### Problem
Give the entries again exactly; drop the pictures.

+ + +

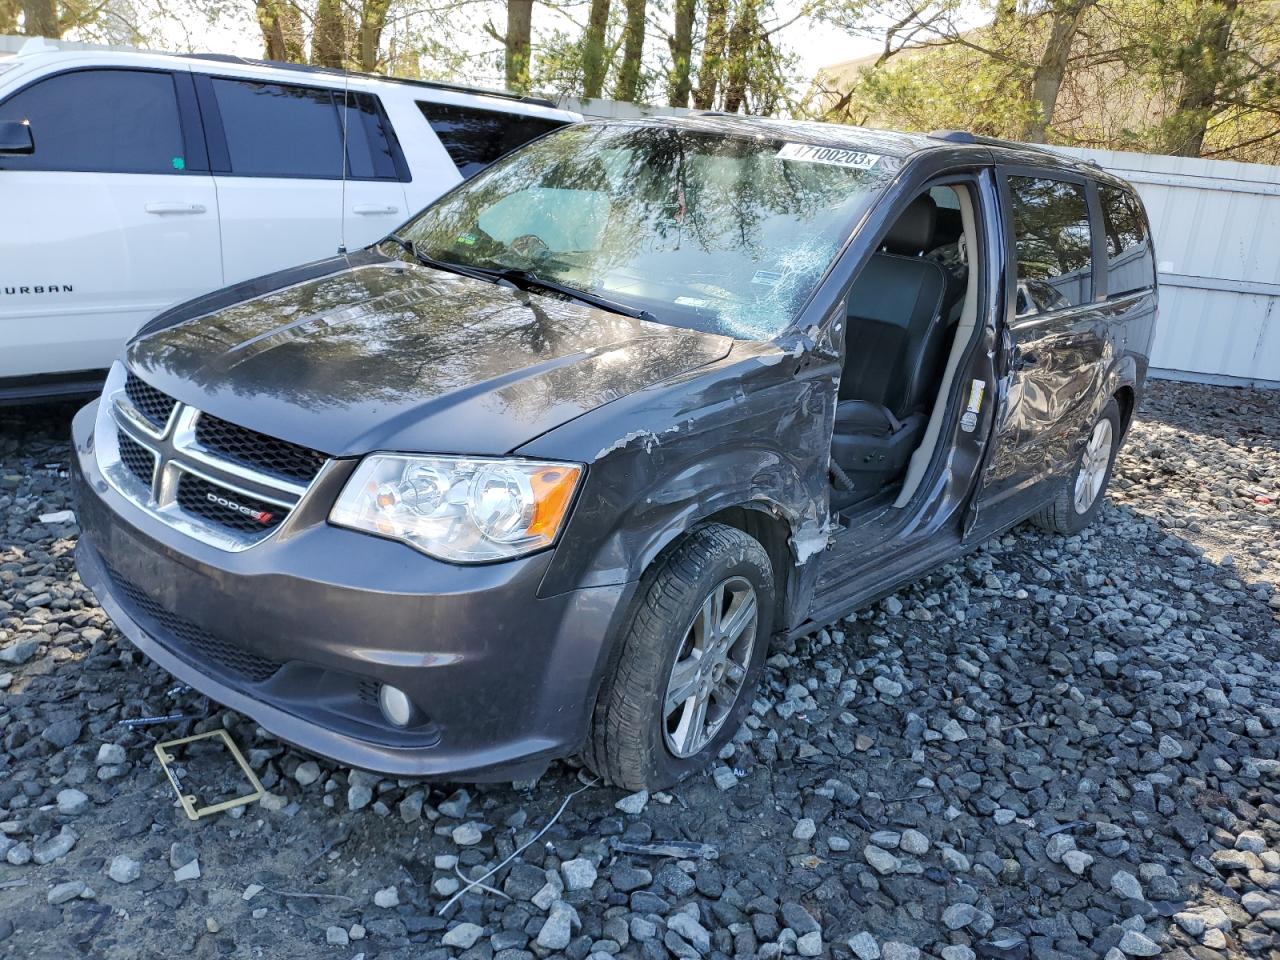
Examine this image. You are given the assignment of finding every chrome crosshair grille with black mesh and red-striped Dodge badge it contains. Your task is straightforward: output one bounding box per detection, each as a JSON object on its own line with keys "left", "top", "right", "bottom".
{"left": 95, "top": 365, "right": 328, "bottom": 550}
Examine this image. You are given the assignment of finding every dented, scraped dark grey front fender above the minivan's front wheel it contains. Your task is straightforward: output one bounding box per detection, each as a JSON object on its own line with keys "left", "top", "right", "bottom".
{"left": 518, "top": 337, "right": 838, "bottom": 624}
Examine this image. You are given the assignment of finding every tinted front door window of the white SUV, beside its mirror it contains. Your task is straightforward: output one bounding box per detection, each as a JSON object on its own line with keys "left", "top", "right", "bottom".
{"left": 0, "top": 70, "right": 187, "bottom": 173}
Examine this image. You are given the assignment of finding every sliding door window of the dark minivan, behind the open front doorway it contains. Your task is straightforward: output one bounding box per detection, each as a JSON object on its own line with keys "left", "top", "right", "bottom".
{"left": 1009, "top": 177, "right": 1093, "bottom": 316}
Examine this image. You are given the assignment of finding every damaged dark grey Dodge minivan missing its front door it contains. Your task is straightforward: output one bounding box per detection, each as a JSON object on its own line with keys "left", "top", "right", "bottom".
{"left": 74, "top": 116, "right": 1157, "bottom": 788}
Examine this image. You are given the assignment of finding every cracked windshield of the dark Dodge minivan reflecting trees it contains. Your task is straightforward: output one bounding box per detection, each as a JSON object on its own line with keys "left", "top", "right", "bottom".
{"left": 403, "top": 124, "right": 891, "bottom": 339}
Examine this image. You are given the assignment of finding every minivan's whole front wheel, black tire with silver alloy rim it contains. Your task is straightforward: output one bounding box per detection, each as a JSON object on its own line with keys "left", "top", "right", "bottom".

+ + +

### Solution to this exercise
Examine this image. You are given the assignment of finding every chrome crosshair grille with black mesh and red-striped Dodge badge it contains. Your task is straightforward: output one bounding box per detection, each as a JSON object on its own line with keys "left", "top", "right", "bottom".
{"left": 95, "top": 365, "right": 328, "bottom": 550}
Examine this image. You are given the assignment of finding every dented, scraped dark grey front fender above the minivan's front wheel it contains. Your task is straightforward: output one bounding box per detection, each as a JSON object on its own line with keys "left", "top", "right", "bottom".
{"left": 518, "top": 337, "right": 838, "bottom": 624}
Examine this image. You are given the assignment of finding every tinted front door window of the white SUV, beside its mirror it contains. Your task is straightforward: output one bounding box per detection, each as a JSON object on its own line with keys "left", "top", "right", "bottom".
{"left": 0, "top": 70, "right": 187, "bottom": 173}
Examine this image. You are given the assignment of finding every sliding door window of the dark minivan, behind the open front doorway it contains. Your task is straightforward: output one bounding box per detection, each as a JSON object on its own line with keys "left", "top", "right", "bottom".
{"left": 1009, "top": 177, "right": 1093, "bottom": 316}
Examine this image. You are given the assignment of finding every damaged dark grey Dodge minivan missing its front door it contains. Your task is straightforward: output one bounding box per detection, each as a JSON object on its own line with keys "left", "top", "right", "bottom".
{"left": 74, "top": 116, "right": 1157, "bottom": 788}
Examine this image. You are given the assignment of finding every cracked windshield of the dark Dodge minivan reflecting trees it contains. Your task is straightforward: output one bounding box per detection, each as a JSON object on its own line with keys "left", "top", "right", "bottom".
{"left": 403, "top": 124, "right": 891, "bottom": 339}
Examine this image. You are given the assignment of finding every minivan's whole front wheel, black tire with silver alloy rim it contains. Your task is straightforward: output one bounding box per detection, each as a JSON object on its own line with keys "left", "top", "right", "bottom".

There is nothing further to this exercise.